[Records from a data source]
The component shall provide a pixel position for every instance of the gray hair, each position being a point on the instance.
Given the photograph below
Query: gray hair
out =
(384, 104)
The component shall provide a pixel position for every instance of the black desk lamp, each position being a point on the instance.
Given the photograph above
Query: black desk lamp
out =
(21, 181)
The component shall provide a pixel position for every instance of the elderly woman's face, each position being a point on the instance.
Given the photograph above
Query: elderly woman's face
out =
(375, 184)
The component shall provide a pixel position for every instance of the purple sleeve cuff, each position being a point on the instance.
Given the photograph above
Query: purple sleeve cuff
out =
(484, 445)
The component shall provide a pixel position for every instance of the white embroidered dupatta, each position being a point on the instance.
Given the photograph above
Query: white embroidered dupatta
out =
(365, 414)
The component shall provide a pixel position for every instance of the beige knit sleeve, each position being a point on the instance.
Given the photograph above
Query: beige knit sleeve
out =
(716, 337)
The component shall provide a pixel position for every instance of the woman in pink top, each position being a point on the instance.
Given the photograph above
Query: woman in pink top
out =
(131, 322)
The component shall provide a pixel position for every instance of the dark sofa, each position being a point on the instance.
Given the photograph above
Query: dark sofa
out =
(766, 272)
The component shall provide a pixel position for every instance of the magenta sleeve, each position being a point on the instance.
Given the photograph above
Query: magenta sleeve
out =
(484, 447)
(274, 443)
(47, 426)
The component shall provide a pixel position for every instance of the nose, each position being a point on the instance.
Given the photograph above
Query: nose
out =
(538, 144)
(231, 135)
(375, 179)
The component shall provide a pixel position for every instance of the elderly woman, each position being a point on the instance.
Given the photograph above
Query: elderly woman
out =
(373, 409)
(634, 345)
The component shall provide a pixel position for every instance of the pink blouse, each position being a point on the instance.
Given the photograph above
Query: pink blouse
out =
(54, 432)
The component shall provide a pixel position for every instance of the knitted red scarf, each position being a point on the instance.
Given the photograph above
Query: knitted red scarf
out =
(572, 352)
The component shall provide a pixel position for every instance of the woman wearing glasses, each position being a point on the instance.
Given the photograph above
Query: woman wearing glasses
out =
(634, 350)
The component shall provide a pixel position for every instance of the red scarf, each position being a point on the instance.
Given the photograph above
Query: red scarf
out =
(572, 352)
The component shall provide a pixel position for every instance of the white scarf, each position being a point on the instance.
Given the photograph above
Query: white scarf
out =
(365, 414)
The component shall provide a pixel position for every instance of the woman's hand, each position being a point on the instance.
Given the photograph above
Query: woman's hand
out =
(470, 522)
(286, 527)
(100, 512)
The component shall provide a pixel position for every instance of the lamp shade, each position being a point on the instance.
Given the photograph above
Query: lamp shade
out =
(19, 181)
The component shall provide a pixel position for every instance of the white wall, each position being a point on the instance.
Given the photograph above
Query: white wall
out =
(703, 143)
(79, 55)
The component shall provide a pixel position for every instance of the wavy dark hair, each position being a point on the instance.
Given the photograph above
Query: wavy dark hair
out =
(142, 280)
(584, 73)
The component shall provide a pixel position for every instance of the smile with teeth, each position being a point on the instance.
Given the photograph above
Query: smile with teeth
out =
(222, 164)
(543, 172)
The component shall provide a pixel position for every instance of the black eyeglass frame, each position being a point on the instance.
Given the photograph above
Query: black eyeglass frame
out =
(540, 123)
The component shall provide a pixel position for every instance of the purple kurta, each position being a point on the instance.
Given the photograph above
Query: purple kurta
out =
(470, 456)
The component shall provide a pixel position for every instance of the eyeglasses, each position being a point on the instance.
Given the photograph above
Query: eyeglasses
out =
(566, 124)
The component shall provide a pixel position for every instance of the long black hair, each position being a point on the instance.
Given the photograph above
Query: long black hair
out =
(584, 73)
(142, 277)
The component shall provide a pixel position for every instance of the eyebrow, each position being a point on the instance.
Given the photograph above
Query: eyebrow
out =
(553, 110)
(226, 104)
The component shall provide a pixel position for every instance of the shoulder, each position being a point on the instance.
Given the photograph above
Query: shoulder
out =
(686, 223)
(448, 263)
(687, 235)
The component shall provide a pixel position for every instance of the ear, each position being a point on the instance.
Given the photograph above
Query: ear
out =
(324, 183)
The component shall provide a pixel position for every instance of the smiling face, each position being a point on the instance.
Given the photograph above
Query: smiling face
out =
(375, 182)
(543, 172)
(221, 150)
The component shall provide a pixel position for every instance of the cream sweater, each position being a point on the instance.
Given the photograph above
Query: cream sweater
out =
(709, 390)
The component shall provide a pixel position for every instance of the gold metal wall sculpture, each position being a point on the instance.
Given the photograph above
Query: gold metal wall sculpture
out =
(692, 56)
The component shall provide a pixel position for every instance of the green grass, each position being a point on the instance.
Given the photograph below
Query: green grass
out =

**Exercise:**
Copy out every entry, keeping each line exactly as it is.

**Output of the task:**
The component shall provide a pixel position for every instance of the gray hair, each position being a point on the instance.
Given the photograph below
Query: gray hair
out =
(384, 104)
The component shall provide a pixel position for every instance of the black desk lamp, each position being a point on the instance.
Given the photograph above
Query: black desk lamp
out =
(21, 181)
The component shall provide a pixel position for every instance of the elderly woman's face, each position being a point on the instance.
Given the photograph above
Query: elderly woman's face
out =
(375, 184)
The component shall provide a pixel position for every instance of the purple sleeve cuff, each position being a point on the instance.
Given the photograph above
Query: purple sleeve cuff
out =
(484, 445)
The component shall provide a pixel position for every instance of the white embroidered dupatta, each position being a point on the instance.
Given the photograph above
Query: white embroidered dupatta
out =
(365, 414)
The component shall provide a pixel position for every instance of the beige knit sleeve, each position being a point on the instance.
Given the photograph above
Query: beige knit sleeve
out =
(716, 337)
The component shall provide a pixel position for every instance of the woman in pink top, each position being a point on the instance.
Given the photograph above
Query: woman in pink top
out =
(131, 322)
The component shall provide a pixel position for every instance of the dark sofa, each position being a point on the instance.
Given the photograph above
Query: dark sofa
out =
(766, 272)
The component shall provide a pixel position for every instance of the magenta sleeve, each position being a point on the instance.
Given the photograph above
Query: magenta sleeve
out =
(484, 447)
(274, 443)
(47, 426)
The component shall provide a pixel position for every instance of the nose, each position being a point on the instance.
Given the photograph above
Query: nose
out =
(538, 144)
(231, 135)
(375, 179)
The component shall provide a pixel position for every instance of the elderly woman, each position being a point on the instance.
Given the photograph above
Query: elderly woman
out =
(373, 409)
(634, 345)
The component shall provide a pixel position for every instance of the pink blouse, each position being a point on the instance.
Given the photograph above
Query: pink blouse
out =
(54, 432)
The component shall provide a pixel position for every instance of the knitted red scarf, each position being a point on the instance.
Given the photograph above
Query: knitted red scarf
out =
(572, 352)
The component shall provide a pixel position for every instance of the woman wearing glasses, each position being a point on the instance.
Given the photograph above
Query: woman wearing glasses
out =
(634, 350)
The component shall provide a pixel position for every instance of the red scarf, each position being a point on the instance.
Given the photograph above
Query: red scarf
out =
(572, 352)
The component shall provide a pixel position for every instance of the white scarf, each position being a point on the instance.
Given the photograph above
Query: white scarf
out =
(365, 414)
The component shall provide a pixel position for every instance of the woman's hand, each position being a point on the instance.
Given the photograph above
Query: woman's hand
out =
(470, 522)
(286, 527)
(100, 512)
The component shall provide a pixel position for every instance of the lamp shade, each position being a point on the instance.
Given the photograph above
Query: lamp shade
out =
(19, 181)
The component shall provide a pixel position for every instance of the white wall, each position being a point on the instance.
Given the photograph above
Query: white wall
out =
(703, 143)
(79, 55)
The component shall provide a pixel position for every instance of the wavy dark hair, each position being a point on the instance.
Given the photograph above
Query: wavy dark hair
out =
(142, 280)
(584, 73)
The component shall provide a pixel position for every instance of the smile with teeth, each position being a point on the instance.
Given the photograph above
Query: smile with teeth
out =
(222, 164)
(543, 172)
The component shall provide a pixel position for every instance of the black eyeglass frame, each position being a point on the instance.
Given the photograph above
Query: black eyeglass frame
out =
(540, 123)
The component shall provide a pixel position for every instance of the purple kurta, each position being a point on the instance.
Given the photograph above
Query: purple kurta
out =
(470, 456)
The component shall provide a pixel position for every instance of the eyeglasses, each position being a point on the instance.
Given the photograph above
Query: eyeglasses
out =
(566, 124)
The component shall provide a pixel position for every instance of the long black hair, each position being a point on the instance.
Given the photograph above
Query: long black hair
out =
(584, 73)
(142, 277)
The component shall provide a pixel position for every instance of the eyebrow, each position being a point on the instance.
Given the photograph above
Query: eyebrow
out =
(553, 110)
(226, 104)
The component shall provide a pixel position for every instance of the shoulder, each position being a point on the instance.
Given the photograph above
Query: shoulder
out =
(686, 223)
(448, 263)
(687, 235)
The component shall provide a pixel position for every instance of the ear, each position being a point on the instance.
Given the photograph above
Query: ear
out =
(324, 183)
The component shall provide a pixel position for every instance of the smiling face, each position being a point on the instance.
Given the photograph above
Query: smiling face
out =
(375, 182)
(543, 172)
(221, 150)
The component shall provide a pixel position for every instance of the cream sweater, each position being a point on the instance.
Given the photograph above
Query: cream sweater
out =
(709, 390)
The component shall provide a pixel position for every instance of the gold metal wall sculpture, each position being a point on the instance.
Given the photograph above
Query: gold metal wall sculpture
out =
(692, 56)
The component shall provide a pixel position for every instance of the green grass, each position being a point on the instance.
Given the photograph below
Query: green grass
out =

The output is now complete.